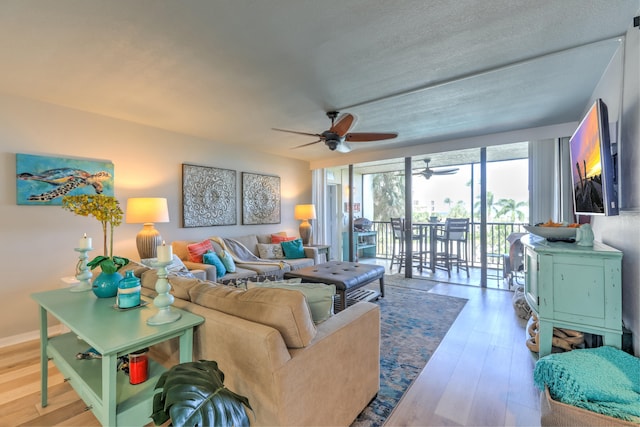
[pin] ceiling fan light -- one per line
(343, 147)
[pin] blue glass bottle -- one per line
(129, 291)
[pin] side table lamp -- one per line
(305, 213)
(147, 210)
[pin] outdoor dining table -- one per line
(427, 232)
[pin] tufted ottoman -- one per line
(347, 276)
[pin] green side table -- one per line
(94, 322)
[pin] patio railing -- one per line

• SET EXERCISE
Arrange the lines above as a numbered list, omitting any blank lines and leaving out the pictures.

• ANSWER IN FULL
1. [pin] ceiling fan light -- one per line
2. (343, 147)
3. [pin] blue glass bottle -- one per line
4. (129, 291)
5. [pin] side table lamp -- one per line
6. (305, 213)
7. (147, 210)
8. [pin] outdoor dining table -- one per line
9. (427, 232)
10. [pin] tufted ottoman -- one per line
11. (347, 276)
12. [pin] green side table -- one per line
13. (94, 322)
14. [pin] patio railing -- one per line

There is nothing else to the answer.